**TEXT**
***
Because the statute is silent on the issue, Congress has left a gap in the statutory scheme. From that gap springs executive discretion. As a matter of law, it is not for the courts, but for the executive agency charged with enforcing the statute (here, the INS), to choose how to fill such gaps.
See Chevron, 104 S. Ct. at 2793. Moreover, the authority of the executive branch to fill gaps is especially great in the context of immigration policy. See Aguirre-Aguirre, 119 S. Ct. at 1445. Our proper review of the exercise by the executive branch of its discretion to fill gaps, therefore, must
be very limited. See Pauley v. Bethenergy Mines, Inc., 111 S. Ct. 2524, 2534 (1991). That the courts owe some deference to executive policy does not mean that the executive branch has unbridled discretion in creating and in implementing policy. Executive agencies must comply with the procedural
requirements imposed by statute.
See Morton v. Ruiz, 94 S. Ct. 1055, 1073 (1974). Agencies must respect their own procedural rules and regulations. See id. at 1074; see also Hall v. Schweiker, 660 F.2d 116, 119 (5th Cir. 1981). And the policy selected by the agency must be a reasonable one in the light of the statutory scheme.
***
**INFORMATION PROVIDED**

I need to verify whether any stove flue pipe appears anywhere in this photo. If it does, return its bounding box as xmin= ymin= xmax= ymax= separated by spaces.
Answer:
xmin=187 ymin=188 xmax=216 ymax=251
***
**REQUIRED TASK 1**
Name every court case cited in the passage on agency gap-filling, giving each as the passage shortens it.
**REQUIRED TASK 2**
Continue the passage on agency gap-filling from its final sentence.

**TASK RESULT 1**
Chevron
Aguirre-Aguirre
Pauley v. Bethenergy Mines, Inc.
Morton v. Ruiz
Hall v. Schweiker

**TASK RESULT 2**
Chevron, 104 S. Ct. at 2782. To this end, the courts retain the authority to check agency policymaking for procedural compliance and for arbitrariness. But the courts cannot properly reexamine the wisdom of an agency-promulgated policy. See SEC v. Chenery Corp., 67 S. Ct. 1575, 1582 (1947) ("The
wisdom of the principle adopted is none of our concern."). In this case, because the law particularly section 1158 is silent about the validity of Plaintiff's purported asylum applications, it fell to the INS to make a discretionary policy choice. The INS, exercising its
gap-filling discretion, determined these things: (1) six-year-old children lack the capacity to sign and to submit personally an application for asylum; (2) instead, six-year-old children must be represented by an adult in immigration matters; (3) absent special circumstances, the only proper adult
to represent a six-year-old child is the child's parent, even when the parent is not in this country; and, (4) that the parent lives in a communist-totalitarian state (such as Cuba), in and of itself, does not constitute a special circumstance requiring the selection of a non-parental
representative.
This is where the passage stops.